DIRECTIONS FOR THIS TASK: Please write out all of the entries without altering anything.

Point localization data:
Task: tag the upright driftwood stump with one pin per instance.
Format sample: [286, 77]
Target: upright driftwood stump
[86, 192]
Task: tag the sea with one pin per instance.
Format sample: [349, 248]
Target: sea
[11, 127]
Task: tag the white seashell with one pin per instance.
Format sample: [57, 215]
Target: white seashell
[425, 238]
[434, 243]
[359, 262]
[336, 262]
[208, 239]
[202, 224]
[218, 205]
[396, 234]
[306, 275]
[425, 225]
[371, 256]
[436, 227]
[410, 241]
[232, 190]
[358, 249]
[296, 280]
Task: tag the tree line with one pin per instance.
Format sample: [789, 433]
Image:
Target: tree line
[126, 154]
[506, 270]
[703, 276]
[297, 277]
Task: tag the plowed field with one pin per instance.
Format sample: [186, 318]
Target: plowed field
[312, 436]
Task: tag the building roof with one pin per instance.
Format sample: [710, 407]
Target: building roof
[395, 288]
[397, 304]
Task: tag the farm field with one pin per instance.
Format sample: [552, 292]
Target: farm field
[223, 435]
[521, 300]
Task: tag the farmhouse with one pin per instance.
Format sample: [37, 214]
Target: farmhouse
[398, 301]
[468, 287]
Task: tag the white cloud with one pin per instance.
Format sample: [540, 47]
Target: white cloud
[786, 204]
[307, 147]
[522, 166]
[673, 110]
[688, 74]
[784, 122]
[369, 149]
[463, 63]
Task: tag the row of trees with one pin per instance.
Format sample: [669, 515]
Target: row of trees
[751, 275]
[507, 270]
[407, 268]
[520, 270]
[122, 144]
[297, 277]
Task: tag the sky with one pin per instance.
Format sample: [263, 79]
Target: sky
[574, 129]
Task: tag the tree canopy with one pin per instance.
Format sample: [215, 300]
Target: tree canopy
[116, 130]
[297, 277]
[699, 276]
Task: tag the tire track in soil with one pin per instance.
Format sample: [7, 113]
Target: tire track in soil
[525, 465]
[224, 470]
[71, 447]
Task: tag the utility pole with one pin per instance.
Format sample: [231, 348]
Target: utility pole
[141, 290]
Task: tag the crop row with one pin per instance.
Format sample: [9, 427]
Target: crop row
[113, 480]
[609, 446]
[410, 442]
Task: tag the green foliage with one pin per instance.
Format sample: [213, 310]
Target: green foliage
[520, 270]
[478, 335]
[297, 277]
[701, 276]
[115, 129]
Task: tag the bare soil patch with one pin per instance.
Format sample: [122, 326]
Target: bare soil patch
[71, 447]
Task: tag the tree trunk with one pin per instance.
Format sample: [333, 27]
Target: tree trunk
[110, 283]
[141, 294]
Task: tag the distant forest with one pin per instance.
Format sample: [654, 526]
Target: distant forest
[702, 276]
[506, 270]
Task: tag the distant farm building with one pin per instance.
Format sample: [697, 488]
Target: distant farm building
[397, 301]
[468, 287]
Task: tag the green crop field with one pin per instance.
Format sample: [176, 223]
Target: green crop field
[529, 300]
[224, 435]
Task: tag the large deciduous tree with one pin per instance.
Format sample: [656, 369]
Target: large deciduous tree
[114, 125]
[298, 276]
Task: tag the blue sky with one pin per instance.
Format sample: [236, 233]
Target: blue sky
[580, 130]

ANSWER SPACE:
Task: tag the upright driftwood stump with one pin per instance.
Format sample: [286, 77]
Target: upright driftwood stump
[86, 192]
Task: tag the sea with one pin per instance.
Format sample: [349, 248]
Target: sea
[11, 127]
Task: tag the white seashell with one pin per instance.
Format sample: [57, 215]
Target: white seashell
[425, 238]
[434, 243]
[359, 262]
[336, 262]
[208, 239]
[202, 224]
[218, 205]
[396, 234]
[306, 275]
[425, 225]
[371, 256]
[436, 227]
[410, 241]
[232, 190]
[358, 249]
[296, 280]
Task: tag the tree line with one pin per instance.
Format sample: [789, 433]
Image:
Target: tree line
[126, 154]
[506, 270]
[703, 276]
[297, 277]
Task: tag the plowed field with one pin per instance.
Format sample: [186, 318]
Target: plowed field
[312, 436]
Task: tag the building roof with one pin per instance.
Format sample: [710, 407]
Target: building roof
[395, 288]
[397, 304]
Task: tag the farm field with one pin per instance.
Format sample: [552, 292]
Target: farm field
[223, 435]
[521, 300]
Task: tag the farmhouse with one pin per instance.
Format sample: [37, 214]
Target: farmhouse
[398, 301]
[468, 287]
Task: tag the white cloud with one pin per instance.
Format sample: [540, 47]
Target: white cloud
[786, 204]
[307, 147]
[522, 166]
[673, 110]
[688, 74]
[784, 122]
[369, 149]
[463, 63]
Task: tag the row of trees with one pin per instance.
Format sample: [669, 515]
Target: row of trees
[751, 275]
[507, 270]
[407, 268]
[520, 270]
[122, 144]
[297, 277]
Task: tag the sky with one pin per instance.
Format sample: [263, 79]
Target: sky
[574, 129]
Task: tag the tree canopy with one pin per instance.
Format sample: [215, 300]
Target: tree canopy
[116, 130]
[297, 277]
[699, 276]
Task: tag the tire track in soil with one pin per instance.
Format sample: [7, 113]
Target: tire track in soil
[525, 465]
[224, 470]
[71, 447]
Task: tag the utility pole with one pin per instance.
Format sample: [231, 348]
Target: utility pole
[141, 290]
Task: tag the crop row with one pin per instance.
Format sample: [9, 427]
Target: crop row
[113, 480]
[609, 446]
[410, 442]
Task: tag the green foliage with one pin per instance.
Format sample: [213, 310]
Target: green foliage
[520, 270]
[478, 335]
[297, 277]
[701, 276]
[115, 129]
Task: tag the bare soil patch with one pin per instance.
Format sample: [122, 326]
Target: bare soil patch
[71, 447]
Task: tag the tree trunk with one pin per instance.
Format sample: [333, 27]
Target: tree trunk
[110, 283]
[141, 294]
Task: tag the distant forest with one pin per instance.
Format sample: [654, 526]
Target: distant forest
[702, 276]
[506, 270]
Task: tag the distant farm building with one pin per instance.
Format sample: [697, 488]
Target: distant farm building
[397, 301]
[468, 287]
Task: tag the green crop field with one pin per instance.
Format sample: [176, 223]
Target: green crop field
[529, 300]
[224, 435]
Task: tag the large deciduous tree with one pin per instance.
Format sample: [656, 369]
Target: large deciduous tree
[114, 125]
[298, 276]
Task: tag the blue sky with one pin per instance.
Format sample: [236, 233]
Target: blue sky
[580, 130]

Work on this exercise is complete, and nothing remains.